*** RECORD LIST ***

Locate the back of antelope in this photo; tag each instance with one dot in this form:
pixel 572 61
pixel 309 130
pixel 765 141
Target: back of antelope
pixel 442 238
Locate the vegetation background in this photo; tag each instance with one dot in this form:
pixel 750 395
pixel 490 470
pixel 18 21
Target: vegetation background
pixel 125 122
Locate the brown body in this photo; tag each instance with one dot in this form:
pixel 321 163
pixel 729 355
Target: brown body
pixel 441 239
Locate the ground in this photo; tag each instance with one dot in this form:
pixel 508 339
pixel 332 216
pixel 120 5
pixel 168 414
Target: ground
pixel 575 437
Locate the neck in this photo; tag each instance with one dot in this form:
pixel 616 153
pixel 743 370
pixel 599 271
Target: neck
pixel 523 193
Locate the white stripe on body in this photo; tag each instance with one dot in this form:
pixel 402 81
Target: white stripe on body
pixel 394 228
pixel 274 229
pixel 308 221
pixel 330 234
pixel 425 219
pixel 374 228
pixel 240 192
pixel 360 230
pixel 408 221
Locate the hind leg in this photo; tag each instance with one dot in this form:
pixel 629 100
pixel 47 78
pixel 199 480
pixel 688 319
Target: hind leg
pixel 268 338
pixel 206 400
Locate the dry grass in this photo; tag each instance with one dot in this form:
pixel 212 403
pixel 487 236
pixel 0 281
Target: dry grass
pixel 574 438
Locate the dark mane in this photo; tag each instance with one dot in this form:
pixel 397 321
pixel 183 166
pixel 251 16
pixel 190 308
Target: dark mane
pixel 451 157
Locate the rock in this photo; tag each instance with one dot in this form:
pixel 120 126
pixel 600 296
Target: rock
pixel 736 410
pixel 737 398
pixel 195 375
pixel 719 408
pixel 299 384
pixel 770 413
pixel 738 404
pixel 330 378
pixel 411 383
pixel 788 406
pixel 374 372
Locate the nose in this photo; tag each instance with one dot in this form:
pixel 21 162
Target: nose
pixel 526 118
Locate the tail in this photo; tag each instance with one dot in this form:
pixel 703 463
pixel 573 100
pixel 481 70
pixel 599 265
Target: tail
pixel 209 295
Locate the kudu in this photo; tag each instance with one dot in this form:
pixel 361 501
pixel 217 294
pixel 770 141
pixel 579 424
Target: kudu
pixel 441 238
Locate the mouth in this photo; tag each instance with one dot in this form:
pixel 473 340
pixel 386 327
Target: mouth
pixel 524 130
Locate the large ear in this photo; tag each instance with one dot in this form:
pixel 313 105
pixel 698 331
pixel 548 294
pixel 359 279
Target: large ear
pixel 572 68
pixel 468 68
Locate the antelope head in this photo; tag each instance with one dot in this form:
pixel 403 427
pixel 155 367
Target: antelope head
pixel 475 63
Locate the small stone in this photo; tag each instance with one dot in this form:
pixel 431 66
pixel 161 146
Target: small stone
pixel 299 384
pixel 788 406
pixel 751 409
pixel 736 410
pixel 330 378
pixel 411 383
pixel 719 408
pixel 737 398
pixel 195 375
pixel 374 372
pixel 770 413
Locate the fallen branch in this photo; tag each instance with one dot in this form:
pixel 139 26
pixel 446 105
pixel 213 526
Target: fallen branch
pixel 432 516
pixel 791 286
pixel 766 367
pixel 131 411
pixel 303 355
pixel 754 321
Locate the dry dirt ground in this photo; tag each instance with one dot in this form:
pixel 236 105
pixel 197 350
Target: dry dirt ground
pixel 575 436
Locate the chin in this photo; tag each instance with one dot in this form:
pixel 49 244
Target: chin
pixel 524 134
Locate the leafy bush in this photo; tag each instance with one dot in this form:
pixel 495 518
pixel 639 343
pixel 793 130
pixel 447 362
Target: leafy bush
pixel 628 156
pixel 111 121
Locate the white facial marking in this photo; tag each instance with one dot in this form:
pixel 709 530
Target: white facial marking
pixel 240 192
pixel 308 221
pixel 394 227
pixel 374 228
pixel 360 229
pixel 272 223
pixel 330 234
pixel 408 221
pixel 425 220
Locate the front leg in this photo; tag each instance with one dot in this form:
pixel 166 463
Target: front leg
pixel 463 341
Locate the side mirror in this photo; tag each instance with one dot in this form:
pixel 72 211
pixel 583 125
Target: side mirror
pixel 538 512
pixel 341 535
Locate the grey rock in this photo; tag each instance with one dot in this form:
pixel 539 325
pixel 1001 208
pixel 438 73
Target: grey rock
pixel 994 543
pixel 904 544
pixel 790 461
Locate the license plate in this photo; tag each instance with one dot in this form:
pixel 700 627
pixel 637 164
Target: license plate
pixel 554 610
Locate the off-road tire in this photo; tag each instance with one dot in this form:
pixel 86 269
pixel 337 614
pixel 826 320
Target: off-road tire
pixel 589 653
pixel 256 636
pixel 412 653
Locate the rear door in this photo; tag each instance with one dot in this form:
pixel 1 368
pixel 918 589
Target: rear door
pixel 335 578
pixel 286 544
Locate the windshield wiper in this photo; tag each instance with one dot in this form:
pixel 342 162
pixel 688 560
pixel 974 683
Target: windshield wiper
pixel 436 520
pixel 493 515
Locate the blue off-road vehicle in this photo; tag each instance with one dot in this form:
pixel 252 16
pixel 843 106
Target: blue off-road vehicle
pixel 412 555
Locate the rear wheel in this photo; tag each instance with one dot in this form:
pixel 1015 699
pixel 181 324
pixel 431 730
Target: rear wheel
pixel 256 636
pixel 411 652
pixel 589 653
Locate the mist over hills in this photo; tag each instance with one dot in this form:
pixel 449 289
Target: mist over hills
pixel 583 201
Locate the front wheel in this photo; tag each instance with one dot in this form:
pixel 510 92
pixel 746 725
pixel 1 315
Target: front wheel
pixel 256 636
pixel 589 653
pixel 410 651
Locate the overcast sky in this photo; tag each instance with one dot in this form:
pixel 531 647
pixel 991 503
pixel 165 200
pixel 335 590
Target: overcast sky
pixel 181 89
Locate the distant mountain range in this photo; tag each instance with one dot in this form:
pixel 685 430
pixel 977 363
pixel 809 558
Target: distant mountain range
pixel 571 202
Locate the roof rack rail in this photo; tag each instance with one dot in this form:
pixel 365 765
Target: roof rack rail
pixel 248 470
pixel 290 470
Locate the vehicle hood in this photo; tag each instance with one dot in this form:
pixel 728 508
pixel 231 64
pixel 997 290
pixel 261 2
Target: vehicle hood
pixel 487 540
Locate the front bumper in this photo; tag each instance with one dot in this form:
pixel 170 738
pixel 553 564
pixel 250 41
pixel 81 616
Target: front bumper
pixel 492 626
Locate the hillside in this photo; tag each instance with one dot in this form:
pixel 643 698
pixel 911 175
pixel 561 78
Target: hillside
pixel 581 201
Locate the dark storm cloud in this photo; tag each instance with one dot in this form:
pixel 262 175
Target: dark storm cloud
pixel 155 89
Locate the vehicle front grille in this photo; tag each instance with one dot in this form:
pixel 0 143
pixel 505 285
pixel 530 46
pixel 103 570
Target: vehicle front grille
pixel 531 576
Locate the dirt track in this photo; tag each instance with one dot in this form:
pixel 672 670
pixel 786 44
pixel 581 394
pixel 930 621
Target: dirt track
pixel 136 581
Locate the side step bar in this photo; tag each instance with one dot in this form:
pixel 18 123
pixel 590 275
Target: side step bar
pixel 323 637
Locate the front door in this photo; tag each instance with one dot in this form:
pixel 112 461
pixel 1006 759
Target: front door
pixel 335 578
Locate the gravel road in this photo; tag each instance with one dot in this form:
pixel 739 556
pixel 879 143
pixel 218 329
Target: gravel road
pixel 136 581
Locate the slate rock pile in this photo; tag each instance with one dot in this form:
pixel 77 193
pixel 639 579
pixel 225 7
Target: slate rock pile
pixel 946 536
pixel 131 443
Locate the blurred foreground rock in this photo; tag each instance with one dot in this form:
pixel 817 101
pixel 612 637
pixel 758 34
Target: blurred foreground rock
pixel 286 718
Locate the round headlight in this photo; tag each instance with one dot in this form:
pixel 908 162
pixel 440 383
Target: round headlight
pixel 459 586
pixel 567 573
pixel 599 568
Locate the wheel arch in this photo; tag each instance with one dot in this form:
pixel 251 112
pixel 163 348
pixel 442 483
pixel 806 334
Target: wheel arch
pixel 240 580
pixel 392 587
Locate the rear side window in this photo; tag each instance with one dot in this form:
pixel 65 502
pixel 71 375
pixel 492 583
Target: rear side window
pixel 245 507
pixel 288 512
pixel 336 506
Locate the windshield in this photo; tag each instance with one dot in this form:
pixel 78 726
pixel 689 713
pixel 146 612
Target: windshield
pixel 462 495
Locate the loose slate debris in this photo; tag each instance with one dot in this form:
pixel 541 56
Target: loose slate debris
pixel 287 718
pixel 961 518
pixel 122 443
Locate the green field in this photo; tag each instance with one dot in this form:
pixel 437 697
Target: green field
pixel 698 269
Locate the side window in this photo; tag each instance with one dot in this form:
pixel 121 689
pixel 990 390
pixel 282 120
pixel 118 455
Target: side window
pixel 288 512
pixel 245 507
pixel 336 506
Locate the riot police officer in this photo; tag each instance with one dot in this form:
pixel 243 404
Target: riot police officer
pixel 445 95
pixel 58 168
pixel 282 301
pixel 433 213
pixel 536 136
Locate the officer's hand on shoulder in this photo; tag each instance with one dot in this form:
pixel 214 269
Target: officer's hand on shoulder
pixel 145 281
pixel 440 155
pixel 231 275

***

### TASK GOAL
Write the lines of the records as a JSON list of strings, starting at the line containing "Locate the dirt" and ending at the line containing "pixel 131 443". Use one string per line and leave out any blank lines.

### RESPONSE TO THE TASK
[
  "Locate the dirt track in this photo; tag each instance with one dot in this form:",
  "pixel 672 670",
  "pixel 786 44",
  "pixel 581 394",
  "pixel 930 621",
  "Target: dirt track",
  "pixel 136 581",
  "Locate the side step bar in this photo; tag each instance with one dot in this form:",
  "pixel 18 123",
  "pixel 590 275",
  "Target: side step bar",
  "pixel 323 637",
  "Locate the front door in this photo; tag each instance with one dot in this form:",
  "pixel 112 461",
  "pixel 1006 759",
  "Target: front door",
  "pixel 335 578",
  "Locate the gravel road in this photo; tag each instance with one dot in this form:",
  "pixel 739 556",
  "pixel 879 143",
  "pixel 218 329",
  "Target: gravel road",
  "pixel 136 581",
  "Locate the slate rock pile in this photo; tag each instance with one dot in this form:",
  "pixel 77 193",
  "pixel 639 579",
  "pixel 225 7",
  "Target: slate rock pile",
  "pixel 946 536",
  "pixel 131 443"
]